_DATA ENTRIES_:
-----
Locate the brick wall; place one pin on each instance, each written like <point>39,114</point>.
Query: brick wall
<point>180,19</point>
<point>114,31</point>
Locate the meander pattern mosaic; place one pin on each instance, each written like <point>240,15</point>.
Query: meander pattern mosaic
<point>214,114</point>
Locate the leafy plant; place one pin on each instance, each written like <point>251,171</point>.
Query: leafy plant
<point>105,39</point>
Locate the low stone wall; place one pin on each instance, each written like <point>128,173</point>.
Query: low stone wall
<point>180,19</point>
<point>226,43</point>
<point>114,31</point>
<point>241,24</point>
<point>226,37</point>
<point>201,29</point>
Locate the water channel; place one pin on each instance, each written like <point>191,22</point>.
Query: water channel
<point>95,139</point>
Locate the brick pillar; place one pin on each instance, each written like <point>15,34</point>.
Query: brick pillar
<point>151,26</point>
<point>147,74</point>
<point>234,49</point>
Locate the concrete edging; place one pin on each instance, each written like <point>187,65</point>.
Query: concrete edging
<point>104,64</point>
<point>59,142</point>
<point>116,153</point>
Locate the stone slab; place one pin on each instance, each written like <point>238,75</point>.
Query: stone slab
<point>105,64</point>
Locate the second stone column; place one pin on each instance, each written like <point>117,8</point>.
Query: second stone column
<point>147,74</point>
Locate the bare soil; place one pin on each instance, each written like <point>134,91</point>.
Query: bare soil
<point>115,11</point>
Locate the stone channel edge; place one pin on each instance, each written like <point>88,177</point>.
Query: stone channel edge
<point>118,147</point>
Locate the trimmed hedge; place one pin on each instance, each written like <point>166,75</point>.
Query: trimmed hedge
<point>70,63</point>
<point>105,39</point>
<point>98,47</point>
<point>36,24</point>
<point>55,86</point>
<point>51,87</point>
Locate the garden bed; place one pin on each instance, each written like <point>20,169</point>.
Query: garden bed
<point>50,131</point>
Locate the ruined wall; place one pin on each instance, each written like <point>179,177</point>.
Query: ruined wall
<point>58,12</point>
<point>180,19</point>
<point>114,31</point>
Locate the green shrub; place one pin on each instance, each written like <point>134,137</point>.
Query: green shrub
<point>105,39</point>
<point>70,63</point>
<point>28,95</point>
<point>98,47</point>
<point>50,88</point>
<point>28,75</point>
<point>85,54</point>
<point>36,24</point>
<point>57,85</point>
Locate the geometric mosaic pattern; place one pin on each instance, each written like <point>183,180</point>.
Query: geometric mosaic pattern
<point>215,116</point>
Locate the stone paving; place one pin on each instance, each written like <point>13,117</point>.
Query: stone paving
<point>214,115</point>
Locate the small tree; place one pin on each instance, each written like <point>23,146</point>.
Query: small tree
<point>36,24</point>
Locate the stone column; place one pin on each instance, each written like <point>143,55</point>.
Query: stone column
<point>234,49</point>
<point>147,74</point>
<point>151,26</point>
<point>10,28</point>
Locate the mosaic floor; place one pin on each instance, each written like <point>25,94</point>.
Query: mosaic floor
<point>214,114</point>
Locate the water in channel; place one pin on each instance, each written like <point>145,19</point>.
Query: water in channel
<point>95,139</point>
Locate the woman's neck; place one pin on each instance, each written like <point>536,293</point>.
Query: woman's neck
-----
_SHORT PROBLEM_: Reproduce all of the items above verbatim, line for line, with no characters altered, added, or omitted.

_RESPONSE_:
Locate the brick wall; place one pin on each instance, each written like <point>39,114</point>.
Query: brick wall
<point>180,19</point>
<point>114,31</point>
Locate the meander pattern mosaic; place one pin on each instance, each written like <point>240,15</point>.
Query: meander pattern mosaic
<point>214,114</point>
Locate the leafy plant; place one pin on each instance, each written like <point>251,171</point>.
Query: leafy plant
<point>105,39</point>
Locate the low stone wall; place one pin on each instance, each written like <point>128,173</point>.
Query: low stone wall
<point>180,19</point>
<point>226,43</point>
<point>114,31</point>
<point>241,24</point>
<point>226,37</point>
<point>201,29</point>
Locate the water channel; place one pin on each instance, each written like <point>191,22</point>.
Query: water channel
<point>95,139</point>
Locate the brick pillar; place one pin on each instance, each written like <point>15,34</point>.
Query: brick pillar
<point>151,26</point>
<point>147,74</point>
<point>234,49</point>
Locate the concrete edging; place one pin on each instance, each written like <point>187,65</point>.
Query: concrete edging
<point>104,64</point>
<point>59,142</point>
<point>116,153</point>
Locate the stone slab; place one pin on each instance, each written like <point>238,75</point>.
Query: stone slab
<point>105,64</point>
Locate the second stone column; place one pin on each instance, each written like <point>117,8</point>.
Query: second stone column
<point>147,74</point>
Locate the bare soil; place one pin on each instance, each written like <point>134,91</point>.
Query: bare soil
<point>115,11</point>
Locate the stone channel edge; place one pin on each instance, each written like <point>88,177</point>.
Query: stone channel edge
<point>118,147</point>
Locate the trimmed hedge; place one pin on each instance, each written like <point>166,75</point>.
Query: trimmed hedge
<point>70,63</point>
<point>105,39</point>
<point>98,47</point>
<point>36,24</point>
<point>55,86</point>
<point>51,87</point>
Locate the garden bed; place one pin on each instance, each written like <point>20,169</point>.
Query: garden bed
<point>50,131</point>
Locate the ruined wall; place one pin on each instance, each written like <point>179,177</point>.
Query: ruined wall
<point>58,12</point>
<point>180,19</point>
<point>114,31</point>
Locate the green shrub; place one pin on each instance, each written like <point>134,137</point>.
Query: green shrub
<point>105,39</point>
<point>70,63</point>
<point>28,95</point>
<point>98,47</point>
<point>50,88</point>
<point>28,75</point>
<point>85,54</point>
<point>36,24</point>
<point>57,85</point>
Locate the geometric mosaic pattern; place one pin on each instance, each written like <point>183,180</point>.
Query: geometric mosaic pattern
<point>215,116</point>
Locate the stone paving; place one pin on each instance, each written like <point>13,117</point>.
Query: stone paving
<point>214,115</point>
Locate the small tree; place one pin on each instance, each written like <point>23,146</point>.
Query: small tree
<point>36,24</point>
Locate the stone column; place one pin on each instance, each written like <point>143,55</point>.
Query: stone column
<point>234,49</point>
<point>147,74</point>
<point>151,26</point>
<point>10,28</point>
Locate the mosaic floor; place one pin on each instance, each written like <point>25,94</point>.
Query: mosaic floor
<point>214,114</point>
Locate the water in channel; place one pin on each instance, each written like <point>145,19</point>.
Query: water in channel
<point>95,139</point>
Locate the woman's neck; place one pin on each instance, each written like <point>536,293</point>.
Query: woman's neck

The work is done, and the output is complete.